_Supplied records_.
————————

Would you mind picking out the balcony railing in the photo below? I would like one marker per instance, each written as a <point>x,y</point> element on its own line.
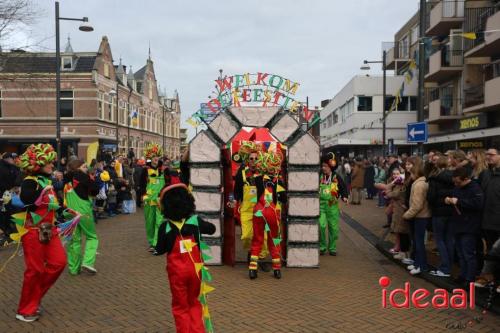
<point>475,21</point>
<point>491,71</point>
<point>474,95</point>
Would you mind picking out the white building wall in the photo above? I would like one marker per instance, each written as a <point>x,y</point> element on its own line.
<point>350,131</point>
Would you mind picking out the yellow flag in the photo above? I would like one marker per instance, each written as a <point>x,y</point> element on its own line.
<point>198,266</point>
<point>92,151</point>
<point>205,289</point>
<point>206,314</point>
<point>469,35</point>
<point>192,122</point>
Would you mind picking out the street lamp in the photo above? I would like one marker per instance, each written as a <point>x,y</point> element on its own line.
<point>114,93</point>
<point>366,66</point>
<point>86,27</point>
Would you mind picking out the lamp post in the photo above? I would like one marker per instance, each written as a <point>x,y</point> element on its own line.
<point>114,93</point>
<point>384,93</point>
<point>84,26</point>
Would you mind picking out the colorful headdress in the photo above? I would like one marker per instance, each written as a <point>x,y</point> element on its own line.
<point>247,148</point>
<point>36,157</point>
<point>153,150</point>
<point>330,160</point>
<point>269,163</point>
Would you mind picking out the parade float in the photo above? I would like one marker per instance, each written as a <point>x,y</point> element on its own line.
<point>262,108</point>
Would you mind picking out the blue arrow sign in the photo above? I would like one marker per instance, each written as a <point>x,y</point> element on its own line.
<point>416,132</point>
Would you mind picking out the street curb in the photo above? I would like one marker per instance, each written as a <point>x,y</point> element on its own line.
<point>384,246</point>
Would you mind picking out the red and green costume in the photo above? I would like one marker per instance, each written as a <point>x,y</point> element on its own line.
<point>187,274</point>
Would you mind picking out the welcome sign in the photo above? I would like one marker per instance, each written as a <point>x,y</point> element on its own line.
<point>260,89</point>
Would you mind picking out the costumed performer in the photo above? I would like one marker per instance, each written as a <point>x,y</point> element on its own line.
<point>267,212</point>
<point>152,181</point>
<point>44,253</point>
<point>77,191</point>
<point>331,189</point>
<point>245,194</point>
<point>180,238</point>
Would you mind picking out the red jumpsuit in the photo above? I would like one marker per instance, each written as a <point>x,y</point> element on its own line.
<point>185,287</point>
<point>44,262</point>
<point>272,215</point>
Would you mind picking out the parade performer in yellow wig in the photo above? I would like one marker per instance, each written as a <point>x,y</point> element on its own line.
<point>44,254</point>
<point>267,212</point>
<point>245,192</point>
<point>152,181</point>
<point>331,189</point>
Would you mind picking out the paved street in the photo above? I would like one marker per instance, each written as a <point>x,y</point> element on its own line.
<point>131,294</point>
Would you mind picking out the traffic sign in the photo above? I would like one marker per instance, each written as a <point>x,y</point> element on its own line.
<point>416,132</point>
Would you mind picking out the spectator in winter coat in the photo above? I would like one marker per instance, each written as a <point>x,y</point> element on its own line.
<point>467,201</point>
<point>357,182</point>
<point>491,217</point>
<point>419,212</point>
<point>369,180</point>
<point>441,186</point>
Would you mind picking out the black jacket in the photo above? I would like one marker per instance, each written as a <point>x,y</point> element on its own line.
<point>166,240</point>
<point>82,184</point>
<point>440,187</point>
<point>491,211</point>
<point>470,204</point>
<point>9,176</point>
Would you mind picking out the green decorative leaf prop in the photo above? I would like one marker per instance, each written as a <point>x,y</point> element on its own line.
<point>36,218</point>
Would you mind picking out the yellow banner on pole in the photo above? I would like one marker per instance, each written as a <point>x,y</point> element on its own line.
<point>92,151</point>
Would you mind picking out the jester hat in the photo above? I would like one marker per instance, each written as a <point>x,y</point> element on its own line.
<point>153,150</point>
<point>269,163</point>
<point>36,157</point>
<point>247,148</point>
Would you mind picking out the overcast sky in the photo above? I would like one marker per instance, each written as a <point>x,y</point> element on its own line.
<point>318,43</point>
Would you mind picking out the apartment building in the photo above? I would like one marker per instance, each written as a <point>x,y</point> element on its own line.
<point>350,122</point>
<point>462,80</point>
<point>100,101</point>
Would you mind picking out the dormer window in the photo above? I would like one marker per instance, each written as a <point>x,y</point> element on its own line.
<point>67,63</point>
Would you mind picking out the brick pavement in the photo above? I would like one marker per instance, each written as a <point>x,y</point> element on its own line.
<point>130,293</point>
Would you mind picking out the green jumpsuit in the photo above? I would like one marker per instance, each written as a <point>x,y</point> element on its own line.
<point>86,226</point>
<point>152,212</point>
<point>329,213</point>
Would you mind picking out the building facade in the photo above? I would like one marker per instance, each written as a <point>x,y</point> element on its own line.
<point>100,102</point>
<point>351,121</point>
<point>462,81</point>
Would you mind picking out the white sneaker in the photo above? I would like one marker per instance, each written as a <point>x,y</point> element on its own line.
<point>401,255</point>
<point>89,270</point>
<point>26,318</point>
<point>407,261</point>
<point>439,273</point>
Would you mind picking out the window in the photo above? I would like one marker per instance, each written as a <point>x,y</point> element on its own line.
<point>365,103</point>
<point>106,70</point>
<point>67,63</point>
<point>415,31</point>
<point>404,48</point>
<point>66,106</point>
<point>110,108</point>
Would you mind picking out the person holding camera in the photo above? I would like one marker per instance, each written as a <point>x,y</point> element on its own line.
<point>44,253</point>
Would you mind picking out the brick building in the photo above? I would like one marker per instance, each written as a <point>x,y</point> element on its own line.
<point>100,102</point>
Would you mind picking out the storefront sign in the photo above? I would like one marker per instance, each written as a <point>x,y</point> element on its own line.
<point>261,89</point>
<point>471,144</point>
<point>473,123</point>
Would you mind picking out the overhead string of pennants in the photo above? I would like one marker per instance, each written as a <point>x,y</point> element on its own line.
<point>411,72</point>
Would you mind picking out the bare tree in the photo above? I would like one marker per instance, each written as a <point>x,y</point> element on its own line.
<point>14,14</point>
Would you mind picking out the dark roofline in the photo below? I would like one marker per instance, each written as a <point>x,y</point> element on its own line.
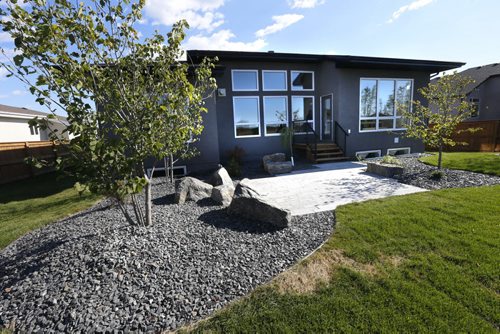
<point>342,61</point>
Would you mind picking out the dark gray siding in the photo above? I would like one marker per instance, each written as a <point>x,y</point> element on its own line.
<point>489,99</point>
<point>348,112</point>
<point>255,147</point>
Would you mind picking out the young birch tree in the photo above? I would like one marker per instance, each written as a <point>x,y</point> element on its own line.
<point>149,103</point>
<point>447,106</point>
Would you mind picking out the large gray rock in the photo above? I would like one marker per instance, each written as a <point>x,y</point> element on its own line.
<point>221,177</point>
<point>248,203</point>
<point>192,189</point>
<point>223,194</point>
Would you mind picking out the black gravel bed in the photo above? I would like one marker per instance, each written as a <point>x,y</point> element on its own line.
<point>418,174</point>
<point>94,273</point>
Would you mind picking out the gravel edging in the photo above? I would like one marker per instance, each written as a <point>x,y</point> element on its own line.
<point>418,174</point>
<point>92,272</point>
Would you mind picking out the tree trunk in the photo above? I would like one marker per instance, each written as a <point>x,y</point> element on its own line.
<point>440,155</point>
<point>147,204</point>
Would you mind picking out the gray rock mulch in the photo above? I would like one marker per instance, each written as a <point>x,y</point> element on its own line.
<point>94,273</point>
<point>418,174</point>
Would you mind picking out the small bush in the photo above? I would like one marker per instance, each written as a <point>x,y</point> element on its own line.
<point>437,174</point>
<point>391,160</point>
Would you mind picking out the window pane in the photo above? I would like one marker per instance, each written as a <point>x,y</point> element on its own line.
<point>368,100</point>
<point>247,130</point>
<point>302,108</point>
<point>275,109</point>
<point>386,124</point>
<point>274,80</point>
<point>302,80</point>
<point>245,80</point>
<point>385,97</point>
<point>275,128</point>
<point>368,124</point>
<point>246,110</point>
<point>403,96</point>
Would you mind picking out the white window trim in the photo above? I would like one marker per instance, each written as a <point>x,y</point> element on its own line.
<point>379,152</point>
<point>314,112</point>
<point>264,109</point>
<point>377,117</point>
<point>258,116</point>
<point>274,90</point>
<point>244,90</point>
<point>398,149</point>
<point>301,90</point>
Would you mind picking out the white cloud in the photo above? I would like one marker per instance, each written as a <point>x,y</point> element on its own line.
<point>5,37</point>
<point>222,40</point>
<point>200,14</point>
<point>305,3</point>
<point>415,5</point>
<point>280,23</point>
<point>19,92</point>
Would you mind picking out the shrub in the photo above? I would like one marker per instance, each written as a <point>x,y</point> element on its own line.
<point>391,160</point>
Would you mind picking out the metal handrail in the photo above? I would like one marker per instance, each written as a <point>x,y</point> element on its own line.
<point>344,146</point>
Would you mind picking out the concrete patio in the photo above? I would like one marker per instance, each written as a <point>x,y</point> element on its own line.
<point>327,186</point>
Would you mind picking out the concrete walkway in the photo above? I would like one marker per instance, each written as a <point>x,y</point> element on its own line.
<point>328,186</point>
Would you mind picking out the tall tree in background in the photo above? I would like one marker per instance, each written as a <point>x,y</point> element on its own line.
<point>150,103</point>
<point>447,106</point>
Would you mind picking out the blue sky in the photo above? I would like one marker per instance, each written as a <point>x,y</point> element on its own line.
<point>455,30</point>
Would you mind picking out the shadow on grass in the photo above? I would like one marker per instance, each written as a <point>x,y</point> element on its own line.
<point>36,187</point>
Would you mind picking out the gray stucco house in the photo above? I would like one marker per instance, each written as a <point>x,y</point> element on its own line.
<point>484,93</point>
<point>339,106</point>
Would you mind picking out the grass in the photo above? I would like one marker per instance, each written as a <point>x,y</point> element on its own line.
<point>480,162</point>
<point>29,204</point>
<point>426,262</point>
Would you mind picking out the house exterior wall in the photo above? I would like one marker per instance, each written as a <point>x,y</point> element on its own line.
<point>488,94</point>
<point>17,129</point>
<point>256,147</point>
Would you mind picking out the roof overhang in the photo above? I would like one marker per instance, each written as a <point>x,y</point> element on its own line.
<point>340,60</point>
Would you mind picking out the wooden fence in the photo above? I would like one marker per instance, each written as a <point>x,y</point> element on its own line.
<point>12,159</point>
<point>485,140</point>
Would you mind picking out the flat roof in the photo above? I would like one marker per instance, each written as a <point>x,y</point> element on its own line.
<point>341,61</point>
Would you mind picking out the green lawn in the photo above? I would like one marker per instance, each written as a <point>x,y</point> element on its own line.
<point>28,204</point>
<point>426,262</point>
<point>481,162</point>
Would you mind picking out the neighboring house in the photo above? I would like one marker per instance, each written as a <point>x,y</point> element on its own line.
<point>484,93</point>
<point>14,125</point>
<point>259,93</point>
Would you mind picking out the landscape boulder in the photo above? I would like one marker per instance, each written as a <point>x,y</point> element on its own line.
<point>223,194</point>
<point>189,188</point>
<point>221,177</point>
<point>248,203</point>
<point>276,164</point>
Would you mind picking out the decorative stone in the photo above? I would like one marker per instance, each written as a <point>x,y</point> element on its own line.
<point>223,194</point>
<point>248,203</point>
<point>276,164</point>
<point>189,188</point>
<point>221,177</point>
<point>385,170</point>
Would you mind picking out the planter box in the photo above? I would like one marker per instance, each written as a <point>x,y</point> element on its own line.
<point>385,170</point>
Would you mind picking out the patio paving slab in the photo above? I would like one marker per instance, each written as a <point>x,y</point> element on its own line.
<point>327,186</point>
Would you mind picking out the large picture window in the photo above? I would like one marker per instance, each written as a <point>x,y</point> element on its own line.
<point>245,80</point>
<point>302,113</point>
<point>246,116</point>
<point>381,103</point>
<point>275,114</point>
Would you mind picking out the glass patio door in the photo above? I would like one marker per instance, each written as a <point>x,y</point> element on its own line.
<point>327,117</point>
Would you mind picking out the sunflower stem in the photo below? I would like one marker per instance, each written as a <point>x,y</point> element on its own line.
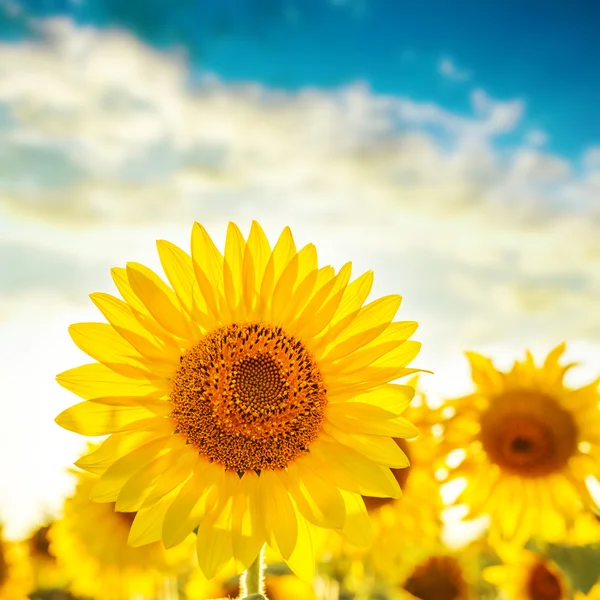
<point>252,580</point>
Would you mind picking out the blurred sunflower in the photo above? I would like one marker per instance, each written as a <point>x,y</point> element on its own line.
<point>440,574</point>
<point>90,545</point>
<point>411,523</point>
<point>530,444</point>
<point>277,587</point>
<point>15,574</point>
<point>251,400</point>
<point>528,576</point>
<point>46,572</point>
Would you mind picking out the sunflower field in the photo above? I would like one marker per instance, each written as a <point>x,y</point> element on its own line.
<point>299,300</point>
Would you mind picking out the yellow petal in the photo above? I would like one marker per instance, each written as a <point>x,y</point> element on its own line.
<point>381,449</point>
<point>354,297</point>
<point>302,559</point>
<point>257,254</point>
<point>190,505</point>
<point>318,499</point>
<point>303,323</point>
<point>284,289</point>
<point>357,417</point>
<point>208,258</point>
<point>354,472</point>
<point>122,318</point>
<point>323,316</point>
<point>395,335</point>
<point>153,404</point>
<point>158,478</point>
<point>90,418</point>
<point>357,528</point>
<point>108,486</point>
<point>214,547</point>
<point>392,397</point>
<point>246,535</point>
<point>159,299</point>
<point>232,269</point>
<point>278,513</point>
<point>120,444</point>
<point>148,522</point>
<point>103,343</point>
<point>368,324</point>
<point>300,297</point>
<point>179,269</point>
<point>95,380</point>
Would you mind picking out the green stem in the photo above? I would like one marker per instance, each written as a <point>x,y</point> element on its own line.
<point>252,580</point>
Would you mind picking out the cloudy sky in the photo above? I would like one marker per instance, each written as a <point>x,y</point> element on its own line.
<point>458,157</point>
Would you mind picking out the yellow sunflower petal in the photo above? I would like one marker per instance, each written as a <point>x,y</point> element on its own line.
<point>354,472</point>
<point>381,449</point>
<point>191,503</point>
<point>159,299</point>
<point>318,499</point>
<point>246,534</point>
<point>179,269</point>
<point>278,513</point>
<point>357,528</point>
<point>122,318</point>
<point>302,559</point>
<point>108,486</point>
<point>158,478</point>
<point>358,417</point>
<point>119,444</point>
<point>369,323</point>
<point>96,380</point>
<point>90,418</point>
<point>148,522</point>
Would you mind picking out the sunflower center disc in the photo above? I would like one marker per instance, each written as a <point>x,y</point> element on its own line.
<point>543,585</point>
<point>528,433</point>
<point>249,397</point>
<point>439,578</point>
<point>39,543</point>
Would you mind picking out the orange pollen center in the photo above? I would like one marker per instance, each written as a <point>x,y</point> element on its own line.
<point>39,544</point>
<point>543,584</point>
<point>372,503</point>
<point>528,433</point>
<point>249,397</point>
<point>438,578</point>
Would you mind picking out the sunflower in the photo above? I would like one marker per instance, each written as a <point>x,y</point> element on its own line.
<point>15,575</point>
<point>90,545</point>
<point>252,399</point>
<point>440,574</point>
<point>277,587</point>
<point>411,523</point>
<point>46,572</point>
<point>527,575</point>
<point>530,443</point>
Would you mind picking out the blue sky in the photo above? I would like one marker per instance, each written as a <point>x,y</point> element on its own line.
<point>456,153</point>
<point>544,52</point>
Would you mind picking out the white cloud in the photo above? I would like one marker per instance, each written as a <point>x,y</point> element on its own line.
<point>449,69</point>
<point>536,138</point>
<point>107,146</point>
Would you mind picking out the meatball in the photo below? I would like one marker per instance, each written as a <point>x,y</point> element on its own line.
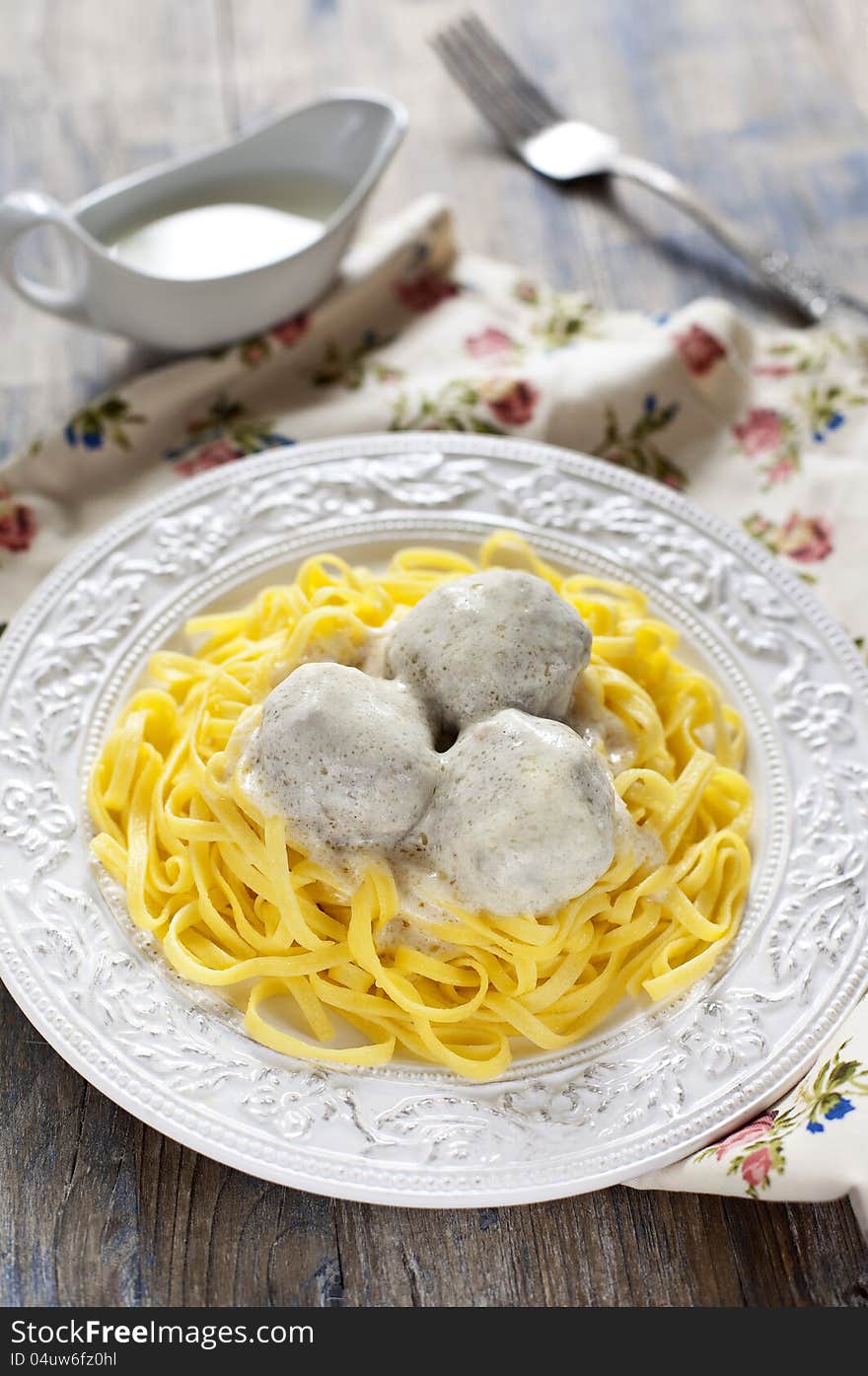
<point>523,818</point>
<point>345,759</point>
<point>485,641</point>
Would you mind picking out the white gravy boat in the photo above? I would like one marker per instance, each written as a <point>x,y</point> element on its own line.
<point>347,138</point>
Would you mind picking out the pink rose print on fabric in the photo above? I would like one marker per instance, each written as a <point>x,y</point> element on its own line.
<point>425,291</point>
<point>757,1167</point>
<point>745,1135</point>
<point>18,525</point>
<point>211,456</point>
<point>513,403</point>
<point>699,350</point>
<point>488,343</point>
<point>289,331</point>
<point>806,539</point>
<point>760,431</point>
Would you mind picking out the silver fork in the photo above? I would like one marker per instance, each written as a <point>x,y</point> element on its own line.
<point>565,150</point>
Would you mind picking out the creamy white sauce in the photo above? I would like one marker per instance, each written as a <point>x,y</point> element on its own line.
<point>344,759</point>
<point>523,816</point>
<point>602,728</point>
<point>487,641</point>
<point>243,226</point>
<point>518,816</point>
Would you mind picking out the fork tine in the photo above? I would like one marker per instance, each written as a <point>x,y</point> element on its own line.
<point>483,42</point>
<point>492,82</point>
<point>485,94</point>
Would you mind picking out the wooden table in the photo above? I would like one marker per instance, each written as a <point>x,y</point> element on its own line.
<point>754,104</point>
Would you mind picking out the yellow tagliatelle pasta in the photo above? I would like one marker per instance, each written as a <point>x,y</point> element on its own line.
<point>237,905</point>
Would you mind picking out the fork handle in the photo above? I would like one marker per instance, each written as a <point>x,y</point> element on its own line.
<point>801,286</point>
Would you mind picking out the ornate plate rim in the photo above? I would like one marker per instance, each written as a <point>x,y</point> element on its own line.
<point>544,456</point>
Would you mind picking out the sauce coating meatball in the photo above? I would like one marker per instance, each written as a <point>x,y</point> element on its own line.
<point>523,818</point>
<point>344,759</point>
<point>487,641</point>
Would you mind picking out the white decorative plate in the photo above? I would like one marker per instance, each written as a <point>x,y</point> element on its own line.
<point>651,1086</point>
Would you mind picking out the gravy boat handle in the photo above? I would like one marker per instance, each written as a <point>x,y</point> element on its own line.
<point>23,212</point>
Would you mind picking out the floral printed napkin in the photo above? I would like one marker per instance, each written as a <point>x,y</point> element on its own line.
<point>767,428</point>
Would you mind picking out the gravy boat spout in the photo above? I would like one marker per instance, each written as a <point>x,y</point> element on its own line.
<point>341,142</point>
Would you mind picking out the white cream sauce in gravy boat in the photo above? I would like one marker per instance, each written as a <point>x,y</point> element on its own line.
<point>282,199</point>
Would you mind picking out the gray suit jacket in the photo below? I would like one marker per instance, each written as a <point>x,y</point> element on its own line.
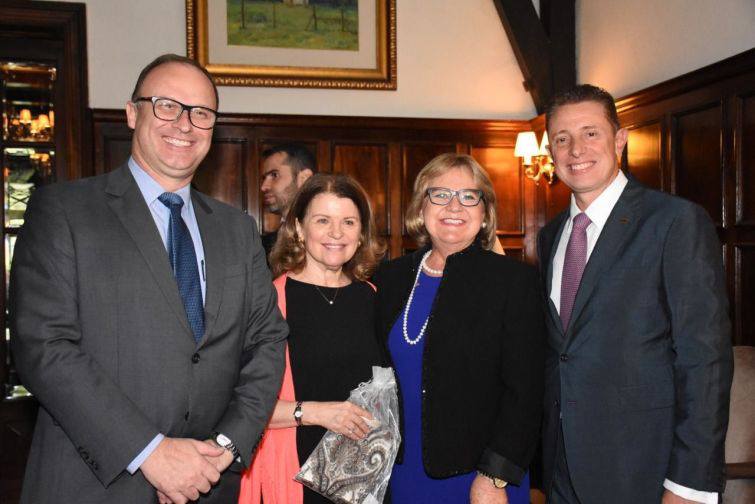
<point>642,373</point>
<point>100,336</point>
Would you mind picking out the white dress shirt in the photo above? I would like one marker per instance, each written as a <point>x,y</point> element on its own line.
<point>598,212</point>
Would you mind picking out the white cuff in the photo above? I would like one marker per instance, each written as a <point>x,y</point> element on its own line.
<point>690,494</point>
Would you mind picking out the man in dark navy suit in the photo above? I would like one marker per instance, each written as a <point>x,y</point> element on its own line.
<point>639,361</point>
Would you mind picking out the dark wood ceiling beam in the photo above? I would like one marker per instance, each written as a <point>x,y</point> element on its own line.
<point>544,49</point>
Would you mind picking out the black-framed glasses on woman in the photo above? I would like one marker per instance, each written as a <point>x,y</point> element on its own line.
<point>169,109</point>
<point>443,196</point>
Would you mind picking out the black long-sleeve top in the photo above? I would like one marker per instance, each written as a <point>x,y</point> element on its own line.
<point>483,362</point>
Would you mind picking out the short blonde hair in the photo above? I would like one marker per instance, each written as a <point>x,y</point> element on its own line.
<point>440,165</point>
<point>289,253</point>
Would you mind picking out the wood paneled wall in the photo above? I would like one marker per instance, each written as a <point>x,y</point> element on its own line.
<point>384,154</point>
<point>693,136</point>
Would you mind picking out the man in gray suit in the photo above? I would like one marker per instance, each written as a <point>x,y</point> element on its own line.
<point>155,371</point>
<point>639,361</point>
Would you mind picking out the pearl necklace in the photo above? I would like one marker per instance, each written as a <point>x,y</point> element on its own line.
<point>422,265</point>
<point>428,268</point>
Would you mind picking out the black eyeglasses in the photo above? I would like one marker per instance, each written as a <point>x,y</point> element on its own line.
<point>443,196</point>
<point>168,109</point>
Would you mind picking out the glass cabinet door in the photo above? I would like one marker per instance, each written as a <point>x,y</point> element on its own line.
<point>27,151</point>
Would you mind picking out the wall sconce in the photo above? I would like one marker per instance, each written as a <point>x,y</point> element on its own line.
<point>537,162</point>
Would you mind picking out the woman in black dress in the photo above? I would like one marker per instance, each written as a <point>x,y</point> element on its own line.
<point>325,252</point>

————————

_What the exercise asks_.
Could you copy out, word for word, the data from the line with "Would you mind picking out the ornate" to the line with "<point>767,428</point>", including both of those lines?

_Task answer_.
Would you mind picking out the ornate plate rim in the photo above? I would like one marker per instance, each written as a <point>x,y</point> element on its own line.
<point>544,456</point>
Would you mind picking out the sauce coating meatball in the photo above? I would like one marker per instance, each written as a <point>x,y</point> element on its own line.
<point>523,818</point>
<point>344,759</point>
<point>487,641</point>
Would you mind picking out the white decorative plate in the photo above? I would like one marker per instance, each written as a <point>x,y</point> element on its own line.
<point>651,1086</point>
Would you mind picking out the gravy boat handle in the photo above? I would like one marker per instance, each written as a <point>x,y</point> element on its own line.
<point>23,212</point>
Would you mind picking out the floral printed napkin in the photo above? I would like one marker per instance, each written as a <point>x,y</point> element on its own line.
<point>767,428</point>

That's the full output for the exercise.